--- START RAW DATA ---

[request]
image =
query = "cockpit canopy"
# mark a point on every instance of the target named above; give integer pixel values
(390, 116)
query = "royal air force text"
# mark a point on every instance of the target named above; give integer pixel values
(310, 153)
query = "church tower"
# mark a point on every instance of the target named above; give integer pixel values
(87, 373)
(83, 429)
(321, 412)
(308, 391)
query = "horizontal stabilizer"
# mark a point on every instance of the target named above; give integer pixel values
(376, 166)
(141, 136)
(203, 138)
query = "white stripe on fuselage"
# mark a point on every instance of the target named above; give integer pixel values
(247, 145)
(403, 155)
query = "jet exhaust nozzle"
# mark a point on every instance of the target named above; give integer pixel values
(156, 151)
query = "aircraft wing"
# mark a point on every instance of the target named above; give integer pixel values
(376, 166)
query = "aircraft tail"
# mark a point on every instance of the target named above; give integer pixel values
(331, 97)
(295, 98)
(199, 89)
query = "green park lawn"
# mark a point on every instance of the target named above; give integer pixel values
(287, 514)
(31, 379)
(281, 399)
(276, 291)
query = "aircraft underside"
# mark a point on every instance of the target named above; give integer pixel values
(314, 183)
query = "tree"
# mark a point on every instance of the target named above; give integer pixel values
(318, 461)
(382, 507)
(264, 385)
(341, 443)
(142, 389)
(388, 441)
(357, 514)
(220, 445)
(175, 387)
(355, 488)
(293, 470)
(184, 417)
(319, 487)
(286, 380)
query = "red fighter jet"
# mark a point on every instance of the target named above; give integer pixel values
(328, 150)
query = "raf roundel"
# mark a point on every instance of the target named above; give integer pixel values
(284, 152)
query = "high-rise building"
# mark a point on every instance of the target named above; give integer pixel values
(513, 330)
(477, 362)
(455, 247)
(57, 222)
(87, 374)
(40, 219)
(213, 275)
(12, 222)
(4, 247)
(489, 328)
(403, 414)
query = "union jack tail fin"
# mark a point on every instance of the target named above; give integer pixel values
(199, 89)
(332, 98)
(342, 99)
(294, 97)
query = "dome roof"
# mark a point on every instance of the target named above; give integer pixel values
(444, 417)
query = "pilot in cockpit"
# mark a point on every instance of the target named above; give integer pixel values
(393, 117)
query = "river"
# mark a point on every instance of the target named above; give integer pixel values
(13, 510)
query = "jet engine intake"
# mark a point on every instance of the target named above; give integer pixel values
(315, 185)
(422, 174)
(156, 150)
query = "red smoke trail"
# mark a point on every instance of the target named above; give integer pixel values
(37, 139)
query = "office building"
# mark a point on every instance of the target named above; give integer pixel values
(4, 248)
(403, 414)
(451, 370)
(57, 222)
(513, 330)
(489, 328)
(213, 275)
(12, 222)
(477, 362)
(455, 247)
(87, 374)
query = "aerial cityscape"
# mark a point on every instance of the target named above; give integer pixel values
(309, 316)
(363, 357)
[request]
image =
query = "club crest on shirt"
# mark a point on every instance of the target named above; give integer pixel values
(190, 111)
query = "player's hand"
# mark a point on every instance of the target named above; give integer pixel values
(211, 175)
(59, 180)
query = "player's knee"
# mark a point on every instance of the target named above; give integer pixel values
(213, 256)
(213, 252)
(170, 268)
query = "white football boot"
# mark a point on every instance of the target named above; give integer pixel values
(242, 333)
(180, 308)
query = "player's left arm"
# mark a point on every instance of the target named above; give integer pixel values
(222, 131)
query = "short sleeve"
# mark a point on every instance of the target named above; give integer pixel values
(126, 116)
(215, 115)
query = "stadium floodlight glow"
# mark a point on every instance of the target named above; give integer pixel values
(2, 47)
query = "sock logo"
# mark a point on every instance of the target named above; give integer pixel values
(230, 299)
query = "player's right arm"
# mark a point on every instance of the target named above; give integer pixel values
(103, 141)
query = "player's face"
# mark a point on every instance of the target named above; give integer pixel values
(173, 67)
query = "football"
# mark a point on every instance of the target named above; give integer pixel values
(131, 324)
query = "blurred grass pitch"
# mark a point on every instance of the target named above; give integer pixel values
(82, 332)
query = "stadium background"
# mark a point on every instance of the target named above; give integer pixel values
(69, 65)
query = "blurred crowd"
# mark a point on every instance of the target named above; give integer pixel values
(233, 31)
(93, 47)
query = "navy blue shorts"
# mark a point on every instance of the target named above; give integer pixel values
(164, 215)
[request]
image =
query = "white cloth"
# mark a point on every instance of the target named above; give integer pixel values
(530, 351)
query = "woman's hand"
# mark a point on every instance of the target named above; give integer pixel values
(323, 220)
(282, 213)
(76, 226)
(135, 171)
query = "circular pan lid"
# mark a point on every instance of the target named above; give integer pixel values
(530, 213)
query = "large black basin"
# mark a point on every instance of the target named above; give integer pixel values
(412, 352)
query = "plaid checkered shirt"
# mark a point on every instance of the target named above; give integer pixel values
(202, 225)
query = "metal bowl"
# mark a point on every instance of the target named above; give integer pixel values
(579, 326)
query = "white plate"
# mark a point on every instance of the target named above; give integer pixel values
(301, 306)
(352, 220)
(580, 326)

--- END RAW DATA ---

*STATED TASK*. Copy the material above verbatim.

*RESPONSE TO THE TASK*.
[request]
image =
query = "cockpit canopy"
# mark a point on every instance of the target named above; give integer pixel values
(390, 116)
query = "royal air force text"
# mark a point on every instance of the target named above; give integer pixel values
(310, 153)
query = "church tower"
# mark a point on every instance of the target named above; give integer pixel values
(87, 373)
(83, 429)
(321, 412)
(308, 391)
query = "horizontal stabilizer"
# mark a point on every instance of the target named above; give integer pixel values
(376, 166)
(141, 136)
(203, 138)
query = "white stripe on fuselage"
# mark a point on every instance of the target named above; give integer pixel values
(247, 145)
(403, 155)
query = "jet exhaust nozzle"
# mark a point on every instance of the target named above; give integer pixel values
(156, 151)
query = "aircraft wing"
# mark a point on every instance of the target named above; give integer pixel values
(376, 166)
query = "aircraft tail"
# mark a point on every instance of the target named above; give integer pixel values
(331, 97)
(295, 98)
(199, 89)
query = "green park lawn"
# mark a point on every instance of the target named above; give integer pixel values
(287, 514)
(31, 379)
(281, 399)
(276, 291)
query = "aircraft underside"
# mark a point on every instance of the target named above; give integer pixel values
(314, 183)
query = "tree"
# mark a point on every instance of the target named above; give integer pixel values
(318, 461)
(382, 507)
(264, 385)
(341, 443)
(142, 389)
(388, 441)
(357, 514)
(220, 445)
(175, 387)
(355, 488)
(293, 470)
(184, 417)
(319, 487)
(286, 380)
query = "red fighter jet"
# mark a point on every instance of the target named above; give integer pixel values
(328, 150)
query = "raf roundel"
# mark a point on every instance of the target named above; give integer pixel values
(284, 152)
query = "high-rise building"
# mark a point on every instance of the target named above; give integer pixel values
(513, 330)
(477, 362)
(455, 247)
(57, 222)
(87, 374)
(40, 219)
(213, 275)
(12, 222)
(4, 247)
(489, 328)
(403, 414)
query = "union jack tail fin"
# mark a point on every instance of the target named above; give integer pixel values
(199, 89)
(332, 98)
(342, 99)
(294, 97)
query = "dome roof"
# mark a point on every instance of the target named above; give integer pixel values
(444, 417)
query = "pilot in cockpit"
# mark a point on every instance of the target named above; give integer pixel values
(393, 117)
query = "river"
# mark a point on every instance of the target named above; give integer pixel values
(13, 510)
query = "jet engine intake"
# mark a point on every instance of the target named above; give integer pixel values
(315, 185)
(422, 174)
(156, 150)
query = "red smoke trail"
# mark a point on every instance of the target named above; give integer pixel values
(37, 139)
query = "office building"
# mark a point on every instance of the target named above; give integer pixel values
(4, 248)
(403, 414)
(451, 370)
(57, 222)
(513, 330)
(489, 328)
(213, 275)
(12, 222)
(477, 362)
(455, 247)
(87, 374)
query = "aerial cityscape"
# mark a point on every instance of the target named above; give integer pixel values
(309, 316)
(363, 357)
[request]
image =
query = "club crest on shirt"
# mark a point on every instance of the target named above; give integer pixel values
(190, 111)
query = "player's hand"
# mark a point on every instance of the target named above; give integer pixel values
(211, 175)
(59, 180)
query = "player's knee"
# mark a point on every instance of the target named above; give integer pixel values
(213, 256)
(213, 252)
(170, 268)
query = "white football boot"
# mark a point on every instance of the target named above; give integer pixel values
(242, 333)
(180, 308)
query = "player's left arm"
# mark a point on every instance of the target named above; give integer pixel values
(222, 131)
query = "short sleeve"
# mark a point on every instance of the target named above; give integer pixel values
(126, 116)
(215, 115)
query = "stadium floodlight glow"
# mark a point on every instance of the target named above; give integer pixel values
(2, 47)
query = "sock logo"
# mark a point on every instance of the target named above; give integer pixel values
(230, 299)
query = "player's right arm"
# mark a point on every instance of the target named above; give integer pixel values
(103, 141)
query = "player's face"
# mark a point on every instance of the target named above; give integer pixel values
(173, 67)
query = "football"
# mark a point on every instance of the target named above; give integer pixel values
(131, 324)
query = "blurred grass pitch"
# mark a point on every instance of the target named above; give integer pixel values
(82, 332)
query = "stadium background"
# mark a point on every instance of the target named above; give integer pixel values
(69, 65)
query = "blurred crowd"
# mark a point on every instance of the target named above; give integer pixel values
(233, 31)
(93, 47)
query = "navy blue shorts"
# mark a point on every instance of the target named above; give integer pixel values
(164, 215)
[request]
image =
query = "white cloth"
# mark a point on every instance of the target named above; give integer pixel values
(530, 351)
query = "woman's hand"
# mark a point on every instance of the target named above; give integer pixel values
(323, 220)
(282, 213)
(76, 226)
(135, 171)
query = "circular pan lid"
# mark a point on every instance of the target named above; give integer pixel values
(530, 213)
query = "large black basin"
# mark a point on every instance of the target named above; give integer pixel values
(412, 352)
query = "plaid checkered shirt"
# mark a point on every instance of the target named above; give integer pixel values
(202, 225)
query = "metal bowl"
# mark a point on every instance of the target named above; give integer pixel values
(579, 326)
query = "white plate"
# mark a point on every instance of the target named above; give integer pixel values
(301, 306)
(352, 220)
(580, 326)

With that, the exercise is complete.